== INSTRUCTIONS TO FOLLOW ==
Every entry needs to be repeated exactly, with nothing left out.

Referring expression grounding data
________________________

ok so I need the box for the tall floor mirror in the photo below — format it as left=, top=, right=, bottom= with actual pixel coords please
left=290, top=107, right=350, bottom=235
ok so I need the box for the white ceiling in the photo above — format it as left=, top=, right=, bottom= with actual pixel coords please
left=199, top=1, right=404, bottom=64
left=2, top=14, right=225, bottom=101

________________________

== ANSWER TO THIS EXERCISE ==
ok so I need the box for the tall floor mirror in the photo below — format it as left=, top=, right=, bottom= with actual pixel coords please
left=290, top=107, right=350, bottom=235
ok so I need the box for the white ceiling in the photo above — format it as left=, top=, right=, bottom= with actual pixel coords please
left=199, top=1, right=404, bottom=64
left=2, top=14, right=225, bottom=101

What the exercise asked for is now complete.